* [Task to carry out]:
Please transcribe the entries below exactly and leave out every picture.

* [Source records]:
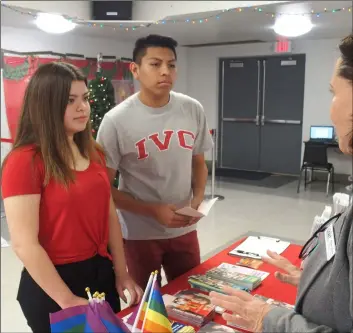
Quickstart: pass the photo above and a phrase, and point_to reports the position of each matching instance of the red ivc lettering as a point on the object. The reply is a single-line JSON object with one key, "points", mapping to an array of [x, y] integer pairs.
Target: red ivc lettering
{"points": [[166, 143], [182, 140], [141, 148]]}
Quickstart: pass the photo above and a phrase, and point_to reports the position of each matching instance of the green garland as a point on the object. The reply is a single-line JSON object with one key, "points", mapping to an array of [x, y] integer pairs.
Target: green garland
{"points": [[17, 73]]}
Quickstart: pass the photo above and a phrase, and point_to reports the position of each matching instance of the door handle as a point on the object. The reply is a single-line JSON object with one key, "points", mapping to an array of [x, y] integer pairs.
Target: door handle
{"points": [[283, 121], [263, 95], [258, 94], [240, 120]]}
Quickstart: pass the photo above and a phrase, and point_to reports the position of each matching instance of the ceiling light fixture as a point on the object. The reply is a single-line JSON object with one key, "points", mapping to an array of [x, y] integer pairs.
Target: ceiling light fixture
{"points": [[292, 25], [54, 23]]}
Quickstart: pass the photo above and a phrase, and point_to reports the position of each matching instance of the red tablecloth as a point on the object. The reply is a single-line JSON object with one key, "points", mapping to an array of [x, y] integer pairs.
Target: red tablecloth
{"points": [[270, 287]]}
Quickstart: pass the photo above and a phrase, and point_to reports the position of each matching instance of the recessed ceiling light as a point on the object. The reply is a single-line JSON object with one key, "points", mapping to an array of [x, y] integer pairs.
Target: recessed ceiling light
{"points": [[293, 25], [54, 23]]}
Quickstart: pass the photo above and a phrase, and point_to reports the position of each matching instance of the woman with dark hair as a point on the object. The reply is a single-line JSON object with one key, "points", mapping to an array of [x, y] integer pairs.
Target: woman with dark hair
{"points": [[58, 204], [325, 286]]}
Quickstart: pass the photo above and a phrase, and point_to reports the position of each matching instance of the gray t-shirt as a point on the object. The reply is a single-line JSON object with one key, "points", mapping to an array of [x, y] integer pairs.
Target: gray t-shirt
{"points": [[152, 149]]}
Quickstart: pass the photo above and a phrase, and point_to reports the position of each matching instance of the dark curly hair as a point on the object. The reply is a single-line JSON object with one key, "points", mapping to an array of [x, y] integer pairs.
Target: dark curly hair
{"points": [[345, 69]]}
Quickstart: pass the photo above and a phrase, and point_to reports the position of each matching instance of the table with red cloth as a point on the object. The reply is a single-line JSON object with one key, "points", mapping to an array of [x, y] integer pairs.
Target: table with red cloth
{"points": [[270, 287]]}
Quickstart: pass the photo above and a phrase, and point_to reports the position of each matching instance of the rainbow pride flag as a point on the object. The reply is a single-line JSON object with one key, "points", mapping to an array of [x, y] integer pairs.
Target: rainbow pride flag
{"points": [[153, 313]]}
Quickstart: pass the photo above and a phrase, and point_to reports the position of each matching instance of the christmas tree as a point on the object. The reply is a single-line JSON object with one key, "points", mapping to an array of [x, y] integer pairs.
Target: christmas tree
{"points": [[101, 100]]}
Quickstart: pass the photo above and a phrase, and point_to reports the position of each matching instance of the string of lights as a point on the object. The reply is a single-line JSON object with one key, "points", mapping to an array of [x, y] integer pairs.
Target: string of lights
{"points": [[127, 26]]}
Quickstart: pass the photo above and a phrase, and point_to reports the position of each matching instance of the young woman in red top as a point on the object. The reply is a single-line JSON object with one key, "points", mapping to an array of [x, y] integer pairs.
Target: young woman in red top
{"points": [[58, 204]]}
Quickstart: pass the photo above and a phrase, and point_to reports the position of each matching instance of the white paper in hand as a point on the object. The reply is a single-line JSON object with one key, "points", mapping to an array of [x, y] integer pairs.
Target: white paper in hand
{"points": [[203, 210]]}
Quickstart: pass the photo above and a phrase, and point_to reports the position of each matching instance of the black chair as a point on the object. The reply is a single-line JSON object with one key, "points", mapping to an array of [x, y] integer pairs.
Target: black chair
{"points": [[315, 158]]}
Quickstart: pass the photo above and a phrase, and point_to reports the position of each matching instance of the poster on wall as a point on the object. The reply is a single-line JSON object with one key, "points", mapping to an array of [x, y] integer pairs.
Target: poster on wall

* [Reply]:
Quickstart: pass the photo above and a phrase, and point_to reports the position of each matching instance of the red ivc lettering as a point on the object. The reply is a single-line JSON object with one key, "points", mapping to an array of [x, y] integer pairs.
Target: red ivc lettering
{"points": [[166, 143], [182, 140], [141, 148]]}
Quickstart: pass the photo above and a phrase, and point_to reports the position of each matching instance of the green garland as a point on the object. The reply is a single-line JSON object with one key, "points", mapping to an array of [x, y] integer pairs.
Target: green garland
{"points": [[17, 73]]}
Quickstart: pass the photo above and a phrase, and point_to reports the position of each matching instance of the door handle as a point on the object. The reply is a single-line JSON object with one key, "points", mapping to an array of [x, y] integer pairs.
Target: door handle
{"points": [[283, 121], [263, 95], [258, 94], [240, 120]]}
Quickstart: pass the photo above and a phrase, and point_to reports the position of each matching instance of the ceiling light fixture as a point on the object. The reply is a single-line JSON object with one key, "points", mapping to an array of [x, y] integer pairs.
Target: ceiling light fixture
{"points": [[292, 25], [54, 23]]}
Quickstart: pass the photo above and a phrase, and point_to reports the position of each matching instance of the red tablecloth as a point on the object. The reply is a single-line JSON object with one key, "points", mapping to an array of [x, y] integer pairs.
Target: red tablecloth
{"points": [[270, 287]]}
Quickstart: pass the photo above and a phrase, and point_to reports the position of each matching instance of the recessed ceiling light as a point on the object. The reply is a single-line JSON object with one key, "points", mapping to an array of [x, y] integer pairs.
Target: recessed ceiling light
{"points": [[293, 25], [54, 23]]}
Quickstart: pass the photo above and a phrase, and point_to reports the position of each matching instance of the woman with dark hair as a point on the object. The reply is a single-line JSON object with one key, "points", mapping to an array of [x, y] integer pairs.
Target: woman with dark hair
{"points": [[58, 204], [325, 286]]}
Quickstart: pass the photo above and a phrase, and point_to reports the position of each matching instance of the gray t-shirt as a point on the object. The reply is a single-line JSON object with one key, "points", mapping to an array of [x, y] integer pairs.
Target: gray t-shirt
{"points": [[152, 149]]}
Quickstart: pass the photo above and a phrase, and point_to reports the position of each matching instance of the dark curly hair as a point on the object. The reply is a single-line JSON object with one key, "points", mapping to an array of [x, y] integer pairs.
Target: dark curly hair
{"points": [[345, 69]]}
Quickstart: pass the photo above and a phrase, and point_to reports the position of each matching instance of the table with red cloth as a point on the object. The reply is a single-line JSON object with one key, "points", mapping to an array of [x, y] integer pairs.
Target: table with red cloth
{"points": [[270, 287]]}
Quickstart: pass the photo above and a phrase, and point_to reports the position of each matching instance of the rainbow pride flag as a point on the object. The reply is a single-line JSON object with one key, "points", mapping to an array of [x, y] integer pairs.
Target: rainbow pride flag
{"points": [[153, 313]]}
Quickstart: pass the photo above and a phrase, and point_to reports the position of each matching instance of the christmas tree as a point on the object. The reply is a single-line JSON object with one key, "points", mapping to an array of [x, y] integer pairs.
Target: christmas tree
{"points": [[101, 100]]}
Quickstart: pass the photo above and a phrase, and point_to reports the position of each matching instance of the string of lights as a point on the object. The reply is a single-line JSON object with one key, "points", mapping to an array of [x, y] integer pairs.
Target: string of lights
{"points": [[127, 26]]}
Quickstart: pass the photo above and a phrase, and point_to reports the position of each matching instance of the young woman in red top as a point on the object. The reply is a single-line JSON object with one key, "points", mapping to an array of [x, y] integer pairs.
Target: young woman in red top
{"points": [[58, 204]]}
Quickstart: pass the photo above and a phrase, and point_to reports the position of each matching instance of the white paper in hand as a point on the object. The reply is a single-line JSON object with one key, "points", mapping to an array of [x, y] integer pairs.
Target: white paper in hand
{"points": [[203, 210]]}
Quickstart: pass the photo above and a phrase, and point_to reports the position of each matching instance of the black chair as a point on the object. The reply is a single-line JSON object with one key, "points", mapping to an array of [x, y] integer pairs.
Target: black chair
{"points": [[315, 158]]}
Quickstart: pass the photo above and a phrase, and point_to reports the position of each matching instance of the poster on wall as a point on the object. The reply is a single-line JSON object with one key, "points", mapping to an array of [x, y] integer pairs.
Target: poster on wall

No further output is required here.